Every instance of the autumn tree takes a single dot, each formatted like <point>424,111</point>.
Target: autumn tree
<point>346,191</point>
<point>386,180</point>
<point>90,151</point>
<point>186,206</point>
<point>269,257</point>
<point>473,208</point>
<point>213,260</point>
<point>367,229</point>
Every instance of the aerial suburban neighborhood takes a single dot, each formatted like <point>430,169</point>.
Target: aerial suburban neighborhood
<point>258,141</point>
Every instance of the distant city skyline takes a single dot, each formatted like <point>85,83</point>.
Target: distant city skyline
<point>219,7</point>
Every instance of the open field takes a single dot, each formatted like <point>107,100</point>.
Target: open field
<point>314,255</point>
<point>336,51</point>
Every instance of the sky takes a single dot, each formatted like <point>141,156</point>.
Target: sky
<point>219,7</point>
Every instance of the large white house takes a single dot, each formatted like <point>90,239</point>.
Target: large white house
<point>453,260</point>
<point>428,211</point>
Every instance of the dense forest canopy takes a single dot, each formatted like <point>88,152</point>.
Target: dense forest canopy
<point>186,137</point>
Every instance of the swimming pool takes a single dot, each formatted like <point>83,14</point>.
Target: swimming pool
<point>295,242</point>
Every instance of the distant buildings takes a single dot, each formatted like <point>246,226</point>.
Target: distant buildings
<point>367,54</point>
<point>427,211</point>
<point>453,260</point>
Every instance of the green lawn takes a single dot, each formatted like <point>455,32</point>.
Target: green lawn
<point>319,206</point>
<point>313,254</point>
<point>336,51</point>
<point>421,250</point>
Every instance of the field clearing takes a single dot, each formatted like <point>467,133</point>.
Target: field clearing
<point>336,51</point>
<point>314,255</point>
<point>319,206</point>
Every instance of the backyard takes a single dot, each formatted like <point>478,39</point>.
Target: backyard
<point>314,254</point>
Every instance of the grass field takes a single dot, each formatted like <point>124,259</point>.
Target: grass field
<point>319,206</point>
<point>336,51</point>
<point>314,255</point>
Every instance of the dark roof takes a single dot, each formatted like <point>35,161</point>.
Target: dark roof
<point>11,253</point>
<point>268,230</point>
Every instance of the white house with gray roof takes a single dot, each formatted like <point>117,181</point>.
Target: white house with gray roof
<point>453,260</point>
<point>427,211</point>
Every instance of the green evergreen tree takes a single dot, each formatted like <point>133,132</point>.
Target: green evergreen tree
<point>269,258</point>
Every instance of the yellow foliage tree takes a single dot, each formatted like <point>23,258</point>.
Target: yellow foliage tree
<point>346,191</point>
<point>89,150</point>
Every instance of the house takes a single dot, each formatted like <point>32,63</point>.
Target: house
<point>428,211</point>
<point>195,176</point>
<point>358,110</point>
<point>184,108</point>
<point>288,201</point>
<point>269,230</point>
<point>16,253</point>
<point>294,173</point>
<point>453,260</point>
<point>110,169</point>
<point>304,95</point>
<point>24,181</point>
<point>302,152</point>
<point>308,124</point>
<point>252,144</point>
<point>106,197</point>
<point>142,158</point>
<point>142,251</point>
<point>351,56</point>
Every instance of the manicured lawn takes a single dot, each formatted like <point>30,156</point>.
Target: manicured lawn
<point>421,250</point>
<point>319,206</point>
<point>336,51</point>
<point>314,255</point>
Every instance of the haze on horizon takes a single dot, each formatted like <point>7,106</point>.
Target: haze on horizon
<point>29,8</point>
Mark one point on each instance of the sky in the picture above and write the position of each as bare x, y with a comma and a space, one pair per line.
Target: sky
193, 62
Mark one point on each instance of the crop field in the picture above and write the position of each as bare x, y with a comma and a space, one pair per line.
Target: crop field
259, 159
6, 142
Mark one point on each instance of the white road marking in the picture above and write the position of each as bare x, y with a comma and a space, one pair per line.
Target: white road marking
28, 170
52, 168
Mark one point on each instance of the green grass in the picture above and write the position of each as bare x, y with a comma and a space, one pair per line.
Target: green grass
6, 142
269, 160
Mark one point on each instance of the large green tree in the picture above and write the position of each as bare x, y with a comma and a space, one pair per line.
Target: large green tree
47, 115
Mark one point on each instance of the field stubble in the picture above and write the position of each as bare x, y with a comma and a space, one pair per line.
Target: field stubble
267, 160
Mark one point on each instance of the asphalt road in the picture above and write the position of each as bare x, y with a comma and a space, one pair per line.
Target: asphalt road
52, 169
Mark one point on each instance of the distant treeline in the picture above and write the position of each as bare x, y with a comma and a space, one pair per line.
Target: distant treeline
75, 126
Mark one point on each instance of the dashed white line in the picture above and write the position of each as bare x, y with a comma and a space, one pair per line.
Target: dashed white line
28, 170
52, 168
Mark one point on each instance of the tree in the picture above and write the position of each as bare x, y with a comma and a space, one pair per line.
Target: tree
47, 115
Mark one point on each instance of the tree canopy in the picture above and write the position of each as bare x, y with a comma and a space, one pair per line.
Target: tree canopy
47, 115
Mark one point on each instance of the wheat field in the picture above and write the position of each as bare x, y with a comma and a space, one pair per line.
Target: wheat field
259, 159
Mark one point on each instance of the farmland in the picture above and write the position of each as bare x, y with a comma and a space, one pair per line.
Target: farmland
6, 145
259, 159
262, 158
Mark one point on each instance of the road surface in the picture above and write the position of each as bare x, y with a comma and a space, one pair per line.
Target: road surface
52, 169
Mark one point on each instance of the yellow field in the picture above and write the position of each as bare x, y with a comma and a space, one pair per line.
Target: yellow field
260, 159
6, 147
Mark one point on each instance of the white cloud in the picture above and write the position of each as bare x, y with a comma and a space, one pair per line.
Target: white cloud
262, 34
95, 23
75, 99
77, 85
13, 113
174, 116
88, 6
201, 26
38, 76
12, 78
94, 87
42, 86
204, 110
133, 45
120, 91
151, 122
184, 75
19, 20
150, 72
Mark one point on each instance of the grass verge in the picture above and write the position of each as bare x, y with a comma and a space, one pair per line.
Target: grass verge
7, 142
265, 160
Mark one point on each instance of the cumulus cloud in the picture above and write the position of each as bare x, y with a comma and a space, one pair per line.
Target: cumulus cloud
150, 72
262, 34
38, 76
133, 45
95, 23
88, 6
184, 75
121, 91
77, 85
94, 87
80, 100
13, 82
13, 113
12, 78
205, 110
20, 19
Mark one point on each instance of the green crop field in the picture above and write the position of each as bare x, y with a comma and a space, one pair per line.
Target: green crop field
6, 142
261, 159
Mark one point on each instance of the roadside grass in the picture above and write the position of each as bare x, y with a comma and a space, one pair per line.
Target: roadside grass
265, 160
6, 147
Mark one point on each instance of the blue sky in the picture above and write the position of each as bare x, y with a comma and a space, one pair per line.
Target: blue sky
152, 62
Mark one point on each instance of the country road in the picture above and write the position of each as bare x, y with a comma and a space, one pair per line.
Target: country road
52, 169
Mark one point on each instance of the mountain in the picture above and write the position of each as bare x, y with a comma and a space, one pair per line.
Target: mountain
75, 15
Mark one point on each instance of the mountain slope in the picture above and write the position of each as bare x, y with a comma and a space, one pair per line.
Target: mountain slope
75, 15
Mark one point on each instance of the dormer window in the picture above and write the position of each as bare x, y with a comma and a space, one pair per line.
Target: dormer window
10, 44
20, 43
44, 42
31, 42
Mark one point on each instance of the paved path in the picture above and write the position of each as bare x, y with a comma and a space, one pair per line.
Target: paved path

> _EXERCISE_: Copy all of the data above line for line, with no changes.

> _THE REPLY_:
Every instance of the autumn tree takes a single dot, each formatted like <point>424,111</point>.
Target: autumn tree
<point>346,191</point>
<point>386,180</point>
<point>90,151</point>
<point>186,206</point>
<point>269,257</point>
<point>473,208</point>
<point>213,260</point>
<point>367,229</point>
Every instance of the aerial suburban neighborhood takes a single dot, each formatted like <point>430,169</point>.
Target: aerial suburban neighborhood
<point>258,141</point>
Every instance of the distant city skyline takes a single dot, each formatted like <point>85,83</point>.
Target: distant city skyline
<point>219,7</point>
Every instance of the open field takes a single dot, each formatted like <point>107,100</point>.
Target: open field
<point>314,255</point>
<point>336,51</point>
Every instance of the sky takes a single dot, each formatted like <point>141,156</point>.
Target: sky
<point>219,7</point>
Every instance of the large white house takes a single dot, each formatted like <point>90,239</point>.
Target: large white house
<point>453,260</point>
<point>428,211</point>
Every instance of the dense forest canopy takes a single dot, each formatted like <point>88,152</point>.
Target: dense forest canopy
<point>186,137</point>
Every instance of the swimming pool takes a single dot, each formatted like <point>83,14</point>.
Target: swimming pool
<point>295,242</point>
Every instance of the distant buildings takes a single dot, each formatted like <point>246,226</point>.
Target: distant buildings
<point>367,54</point>
<point>427,211</point>
<point>453,260</point>
Every instance of the green lawn takes a single dot, each formatted like <point>455,32</point>.
Target: green lawn
<point>319,206</point>
<point>313,254</point>
<point>336,51</point>
<point>421,250</point>
Every instance of the field clearing takes a single dot, each formatted like <point>467,133</point>.
Target: field clearing
<point>336,51</point>
<point>314,255</point>
<point>319,206</point>
Every instance of the backyard takes a single dot, each formatted like <point>478,39</point>.
Target: backyard
<point>314,254</point>
Every instance of the grass field takes a single dot, each formatted like <point>124,259</point>.
Target: grass field
<point>319,206</point>
<point>336,51</point>
<point>314,255</point>
Every instance of the dark roof takes a single dot, each formatted like <point>35,161</point>.
Target: dark roof
<point>11,253</point>
<point>268,230</point>
Every instance of the white house with gray roof takes a single dot, each formatted like <point>117,181</point>.
Target: white house with gray roof
<point>453,260</point>
<point>427,211</point>
Every instance of the green evergreen tree takes a single dot, each formatted like <point>133,132</point>.
Target: green evergreen tree
<point>269,258</point>
Every instance of the yellow foliage tree takes a single dot, each formatted like <point>23,258</point>.
Target: yellow foliage tree
<point>346,191</point>
<point>89,150</point>
Every instance of the house takes a single dot, each formatted like <point>32,63</point>.
Target: house
<point>428,211</point>
<point>195,176</point>
<point>358,110</point>
<point>184,108</point>
<point>288,201</point>
<point>269,230</point>
<point>16,253</point>
<point>294,173</point>
<point>453,260</point>
<point>110,169</point>
<point>304,95</point>
<point>24,181</point>
<point>302,152</point>
<point>308,124</point>
<point>252,144</point>
<point>106,197</point>
<point>142,158</point>
<point>142,251</point>
<point>351,56</point>
Every instance of the manicured lawn takes a single dot, each formatted like <point>30,156</point>.
Target: manicured lawn
<point>421,250</point>
<point>319,206</point>
<point>336,51</point>
<point>314,255</point>
Every instance of the haze on horizon takes a single dot, each formatted like <point>7,106</point>.
Target: haze on horizon
<point>29,8</point>
Mark one point on each instance of the sky in the picture above and write the position of each as bare x, y with a comma and a space, one pair per line.
Target: sky
193, 62
Mark one point on each instance of the crop field in the picture above and write the position of each as bare x, y with a comma and a space, one pair per line.
Target: crop field
259, 159
6, 142
Mark one point on each instance of the white road marking in the picture above and write the position of each as bare x, y with a comma and a space, one pair per line.
Target: white road marking
28, 170
52, 168
Mark one point on each instance of the green grass in the picture above and write the position of each as bare x, y with a comma and a space, one pair per line.
Target: green grass
6, 142
269, 160
Mark one point on each instance of the large green tree in the picture above and write the position of each as bare x, y with a comma and a space, one pair per line.
Target: large green tree
47, 115
Mark one point on each instance of the field stubble in the picture above and write the position of each as bare x, y with a comma and a space, one pair per line.
Target: field stubble
267, 160
Mark one point on each instance of the asphalt road in the picture above and write the position of each as bare x, y with a comma and a space, one pair per line.
Target: asphalt road
52, 169
Mark one point on each instance of the distant treeline in the picture above and write the position of each as bare x, y with a comma and a space, one pair per line.
Target: distant treeline
75, 126
Mark one point on each instance of the dashed white line in the picture above and write the position of each as bare x, y with a comma and a space, one pair per line.
Target: dashed white line
28, 170
52, 168
Mark one point on each instance of the tree in the picture above and write the position of each as bare x, y with a comma and a space, one pair per line.
Target: tree
47, 115
Mark one point on each instance of the tree canopy in the picture above and write the position of each as bare x, y with a comma and a space, one pair per line.
Target: tree canopy
47, 115
Mark one point on each instance of the wheat field in the picture above and write the position of each as bare x, y with a comma and a space, one pair per line.
Target: wheat field
259, 159
Mark one point on each instance of the farmland in the picture above and write the position of each as bare x, y with a comma and a space, one pair per line.
Target: farmland
6, 145
259, 159
262, 158
Mark one point on each instance of the road surface in the picture above and write the position of each as bare x, y with a comma and a space, one pair per line.
Target: road surface
52, 169
Mark one point on each instance of the yellow field in the picture above and write the position of each as bare x, y with a comma and a space, one pair per line.
Target: yellow field
260, 159
6, 147
Mark one point on each instance of the white cloud in the picture above and write the position of each as bare x, y with a comma and a space, one pair per line.
Target: white cloud
262, 34
95, 23
75, 99
77, 85
13, 113
174, 116
88, 6
201, 26
38, 76
12, 78
94, 87
42, 86
204, 110
133, 45
120, 91
151, 122
184, 75
19, 20
150, 72
Mark one point on each instance of the grass verge in the picture above and write the position of each as bare x, y with a comma and a space, one pair per line.
Target: grass verge
7, 142
265, 160
Mark one point on each instance of the cumulus cloud in the picture above and write the position of each as bare x, y with a comma and a space, one pair per line.
Target: cumulus cloud
150, 72
262, 34
38, 76
133, 45
95, 23
88, 6
184, 75
121, 91
77, 85
94, 87
80, 100
13, 82
13, 113
12, 78
205, 110
20, 19
Mark one point on each instance of the green crop field in the picture above and write the position of each as bare x, y with a comma and a space, one pair per line.
Target: green crop field
6, 142
261, 159
Mark one point on each instance of the roadside grass in the picture above and write the position of each as bare x, y with a comma and a space, one pair per line.
Target: roadside grass
265, 160
6, 147
Mark one point on each instance of the blue sky in the picture above and write the position of each as bare x, y with a comma and a space, one pair per line.
Target: blue sky
152, 62
Mark one point on each instance of the country road in the picture above and write the position of each as bare x, y with a comma and a space, one pair per line.
Target: country road
52, 169
Mark one point on each instance of the mountain in the picture above and write the position of each as bare x, y with a comma and a space, one pair per line.
Target: mountain
75, 15
Mark one point on each instance of the mountain slope in the picture above and write the position of each as bare x, y with a comma and a space, one pair per line.
Target: mountain slope
75, 15
Mark one point on each instance of the dormer window in the picture above and write the position of each as bare x, y with a comma and a space, one pair per line.
Target: dormer window
10, 44
20, 43
44, 42
31, 42
Mark one point on each instance of the paved path in the picture above and write the position of each as bare x, y with a comma and a space, one pair per line.
Target: paved path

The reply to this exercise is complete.